Rewrite the records from the first line through the line that contains "[541,391,555,422]", keeping the requests and raising every bounding box coordinate in the answers by 141.

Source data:
----

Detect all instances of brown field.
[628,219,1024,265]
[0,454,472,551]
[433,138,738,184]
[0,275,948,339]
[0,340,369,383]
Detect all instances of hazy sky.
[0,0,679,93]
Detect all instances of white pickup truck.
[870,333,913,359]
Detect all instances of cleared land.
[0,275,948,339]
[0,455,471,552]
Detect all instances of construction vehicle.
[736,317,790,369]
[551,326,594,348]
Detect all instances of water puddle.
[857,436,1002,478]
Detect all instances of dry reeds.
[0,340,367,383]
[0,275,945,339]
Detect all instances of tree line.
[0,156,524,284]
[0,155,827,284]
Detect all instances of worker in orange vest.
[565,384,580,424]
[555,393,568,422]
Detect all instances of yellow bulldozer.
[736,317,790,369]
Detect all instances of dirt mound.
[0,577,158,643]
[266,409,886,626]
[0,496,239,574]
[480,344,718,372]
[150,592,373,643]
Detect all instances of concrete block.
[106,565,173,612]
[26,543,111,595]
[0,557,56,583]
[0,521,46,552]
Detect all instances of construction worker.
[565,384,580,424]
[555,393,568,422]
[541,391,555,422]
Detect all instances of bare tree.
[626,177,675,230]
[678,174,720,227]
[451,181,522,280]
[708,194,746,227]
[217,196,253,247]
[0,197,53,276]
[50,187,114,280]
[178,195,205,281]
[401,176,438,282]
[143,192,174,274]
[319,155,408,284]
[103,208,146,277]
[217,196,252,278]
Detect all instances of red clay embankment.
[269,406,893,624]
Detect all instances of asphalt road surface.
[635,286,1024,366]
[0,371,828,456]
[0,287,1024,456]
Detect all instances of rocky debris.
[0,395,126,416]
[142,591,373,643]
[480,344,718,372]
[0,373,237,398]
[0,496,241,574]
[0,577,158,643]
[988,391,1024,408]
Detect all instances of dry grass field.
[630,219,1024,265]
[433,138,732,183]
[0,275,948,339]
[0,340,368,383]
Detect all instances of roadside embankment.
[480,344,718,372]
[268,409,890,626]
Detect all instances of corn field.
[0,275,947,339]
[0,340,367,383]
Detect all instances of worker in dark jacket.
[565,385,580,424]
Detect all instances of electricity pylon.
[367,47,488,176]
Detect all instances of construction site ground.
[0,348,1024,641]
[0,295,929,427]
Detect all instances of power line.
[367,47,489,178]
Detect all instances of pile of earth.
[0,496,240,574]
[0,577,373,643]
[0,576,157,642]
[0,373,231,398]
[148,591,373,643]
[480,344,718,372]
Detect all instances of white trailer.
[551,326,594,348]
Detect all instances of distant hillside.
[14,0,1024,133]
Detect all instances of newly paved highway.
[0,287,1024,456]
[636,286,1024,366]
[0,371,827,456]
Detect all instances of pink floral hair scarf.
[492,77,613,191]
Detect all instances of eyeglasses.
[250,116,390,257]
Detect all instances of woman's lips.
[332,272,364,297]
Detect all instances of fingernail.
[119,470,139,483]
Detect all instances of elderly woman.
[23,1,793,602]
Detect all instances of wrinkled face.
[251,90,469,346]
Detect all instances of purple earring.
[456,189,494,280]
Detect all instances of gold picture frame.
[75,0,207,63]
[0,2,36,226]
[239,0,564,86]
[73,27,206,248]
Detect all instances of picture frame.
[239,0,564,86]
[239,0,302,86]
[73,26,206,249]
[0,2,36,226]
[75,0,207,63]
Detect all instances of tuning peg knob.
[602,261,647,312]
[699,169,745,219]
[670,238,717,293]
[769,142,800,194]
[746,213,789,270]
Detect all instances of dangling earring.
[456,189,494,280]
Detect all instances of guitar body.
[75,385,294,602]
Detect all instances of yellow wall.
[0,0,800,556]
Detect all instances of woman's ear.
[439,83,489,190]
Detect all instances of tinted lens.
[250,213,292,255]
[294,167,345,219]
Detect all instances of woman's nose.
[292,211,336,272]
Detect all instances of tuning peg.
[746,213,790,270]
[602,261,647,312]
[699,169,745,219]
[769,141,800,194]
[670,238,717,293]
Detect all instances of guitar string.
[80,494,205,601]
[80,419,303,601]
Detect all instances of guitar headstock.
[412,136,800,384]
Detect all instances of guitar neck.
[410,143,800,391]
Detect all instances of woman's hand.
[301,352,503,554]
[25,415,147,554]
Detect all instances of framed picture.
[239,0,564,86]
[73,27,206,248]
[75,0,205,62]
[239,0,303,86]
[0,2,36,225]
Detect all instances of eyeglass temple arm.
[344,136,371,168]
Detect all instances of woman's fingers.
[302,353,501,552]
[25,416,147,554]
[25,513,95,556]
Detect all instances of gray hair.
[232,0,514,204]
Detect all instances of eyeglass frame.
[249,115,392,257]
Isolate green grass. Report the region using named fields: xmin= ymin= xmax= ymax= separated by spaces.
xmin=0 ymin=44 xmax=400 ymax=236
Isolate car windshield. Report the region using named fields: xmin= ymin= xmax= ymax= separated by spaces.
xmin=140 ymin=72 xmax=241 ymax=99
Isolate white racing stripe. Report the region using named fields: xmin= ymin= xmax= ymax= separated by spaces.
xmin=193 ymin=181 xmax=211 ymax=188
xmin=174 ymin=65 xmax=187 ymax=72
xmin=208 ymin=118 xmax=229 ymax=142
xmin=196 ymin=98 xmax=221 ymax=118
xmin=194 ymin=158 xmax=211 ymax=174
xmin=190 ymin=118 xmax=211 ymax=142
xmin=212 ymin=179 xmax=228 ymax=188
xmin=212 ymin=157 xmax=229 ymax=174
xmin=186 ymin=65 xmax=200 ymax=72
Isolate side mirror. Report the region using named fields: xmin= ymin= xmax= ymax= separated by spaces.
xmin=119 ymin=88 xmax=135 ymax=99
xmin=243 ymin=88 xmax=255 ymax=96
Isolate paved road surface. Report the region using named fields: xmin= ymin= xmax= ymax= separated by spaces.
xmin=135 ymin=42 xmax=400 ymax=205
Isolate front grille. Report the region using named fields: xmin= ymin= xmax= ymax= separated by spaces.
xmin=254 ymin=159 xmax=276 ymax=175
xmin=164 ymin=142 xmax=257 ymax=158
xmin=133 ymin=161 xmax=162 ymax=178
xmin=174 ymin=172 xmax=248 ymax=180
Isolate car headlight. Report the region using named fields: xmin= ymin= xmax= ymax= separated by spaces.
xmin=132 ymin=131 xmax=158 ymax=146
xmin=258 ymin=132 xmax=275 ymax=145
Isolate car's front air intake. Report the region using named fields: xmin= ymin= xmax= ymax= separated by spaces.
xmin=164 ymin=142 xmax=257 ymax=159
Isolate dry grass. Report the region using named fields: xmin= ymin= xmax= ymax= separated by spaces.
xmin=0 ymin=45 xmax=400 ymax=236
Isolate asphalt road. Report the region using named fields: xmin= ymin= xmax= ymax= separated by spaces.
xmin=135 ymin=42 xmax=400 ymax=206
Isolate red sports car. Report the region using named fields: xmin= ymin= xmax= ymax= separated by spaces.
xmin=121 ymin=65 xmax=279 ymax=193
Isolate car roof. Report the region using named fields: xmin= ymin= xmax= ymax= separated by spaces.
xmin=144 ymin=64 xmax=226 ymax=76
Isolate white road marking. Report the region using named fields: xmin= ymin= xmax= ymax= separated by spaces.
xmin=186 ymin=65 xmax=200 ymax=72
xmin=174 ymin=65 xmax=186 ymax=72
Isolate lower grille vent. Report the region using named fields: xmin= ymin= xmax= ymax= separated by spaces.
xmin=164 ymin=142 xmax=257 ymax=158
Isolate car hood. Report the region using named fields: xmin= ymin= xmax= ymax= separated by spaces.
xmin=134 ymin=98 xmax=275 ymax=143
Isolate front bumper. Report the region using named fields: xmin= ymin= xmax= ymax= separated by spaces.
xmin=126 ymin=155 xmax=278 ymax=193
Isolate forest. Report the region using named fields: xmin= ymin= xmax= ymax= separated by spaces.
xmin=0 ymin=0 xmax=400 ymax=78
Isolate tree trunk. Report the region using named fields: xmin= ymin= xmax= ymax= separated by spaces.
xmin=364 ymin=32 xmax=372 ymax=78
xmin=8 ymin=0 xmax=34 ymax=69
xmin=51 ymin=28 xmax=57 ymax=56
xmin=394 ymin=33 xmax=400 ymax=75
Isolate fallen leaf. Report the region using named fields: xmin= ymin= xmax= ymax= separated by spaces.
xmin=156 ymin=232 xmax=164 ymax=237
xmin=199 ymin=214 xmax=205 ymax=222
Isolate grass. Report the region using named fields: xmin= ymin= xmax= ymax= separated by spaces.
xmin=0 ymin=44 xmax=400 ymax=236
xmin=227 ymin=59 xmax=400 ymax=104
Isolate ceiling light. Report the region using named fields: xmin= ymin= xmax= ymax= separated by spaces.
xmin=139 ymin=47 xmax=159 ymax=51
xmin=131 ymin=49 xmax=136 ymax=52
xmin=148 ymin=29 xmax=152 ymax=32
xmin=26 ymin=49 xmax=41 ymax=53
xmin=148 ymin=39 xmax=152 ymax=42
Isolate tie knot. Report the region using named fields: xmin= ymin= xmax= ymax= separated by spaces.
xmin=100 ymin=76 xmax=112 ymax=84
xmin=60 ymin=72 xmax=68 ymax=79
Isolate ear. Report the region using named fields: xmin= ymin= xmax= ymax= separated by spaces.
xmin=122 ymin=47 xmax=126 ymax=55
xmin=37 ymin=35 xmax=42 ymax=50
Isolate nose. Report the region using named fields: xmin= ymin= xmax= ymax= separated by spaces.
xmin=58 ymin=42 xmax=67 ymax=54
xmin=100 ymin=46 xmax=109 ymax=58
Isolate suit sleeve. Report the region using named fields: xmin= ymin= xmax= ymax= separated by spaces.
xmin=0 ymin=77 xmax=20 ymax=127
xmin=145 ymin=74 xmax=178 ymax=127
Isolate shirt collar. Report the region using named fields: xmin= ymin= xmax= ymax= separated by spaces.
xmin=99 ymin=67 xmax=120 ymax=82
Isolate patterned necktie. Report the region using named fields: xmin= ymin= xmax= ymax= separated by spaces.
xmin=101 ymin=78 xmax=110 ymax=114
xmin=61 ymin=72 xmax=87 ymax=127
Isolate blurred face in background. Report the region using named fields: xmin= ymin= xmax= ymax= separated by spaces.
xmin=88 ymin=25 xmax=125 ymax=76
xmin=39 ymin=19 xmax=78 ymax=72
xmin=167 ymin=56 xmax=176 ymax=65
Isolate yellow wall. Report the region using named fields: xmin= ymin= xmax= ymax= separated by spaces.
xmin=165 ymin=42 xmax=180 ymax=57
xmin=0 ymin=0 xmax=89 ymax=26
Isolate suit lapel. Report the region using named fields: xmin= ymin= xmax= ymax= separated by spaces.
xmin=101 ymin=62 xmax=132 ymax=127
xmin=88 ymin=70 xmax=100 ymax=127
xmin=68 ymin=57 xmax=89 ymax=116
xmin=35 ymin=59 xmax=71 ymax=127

----

• RESPONSE
Detect all instances of brown field.
[769,360,1165,406]
[141,595,613,692]
[574,279,879,325]
[141,416,1089,480]
[141,481,510,524]
Detect all instances of hazy sky.
[141,141,820,234]
Detect all instances of white pickup truck.
[1011,474,1054,500]
Detect all instances of cleared land.
[141,416,1089,480]
[141,596,612,693]
Detect all instances of construction vehicle.
[877,458,931,510]
[692,467,735,489]
Detect all instances of water puddle.
[998,577,1143,619]
Detect all instances of dry reeds.
[141,481,508,524]
[141,416,1086,480]
Detect all instances of tree line.
[141,297,665,425]
[141,296,968,425]
Detect all instances of worker in orange vest.
[706,525,721,565]
[696,534,709,563]
Detect all instances of yellow bulldozer.
[877,458,931,510]
Detect all instances of dirt mound.
[141,718,299,784]
[407,550,1027,767]
[141,637,380,715]
[621,485,859,513]
[291,733,514,784]
Detect all instances of concrete block.
[247,706,314,753]
[167,684,252,736]
[141,698,197,724]
[141,662,187,693]
Detect all instances of construction worker.
[706,525,721,565]
[696,534,709,563]
[682,532,696,563]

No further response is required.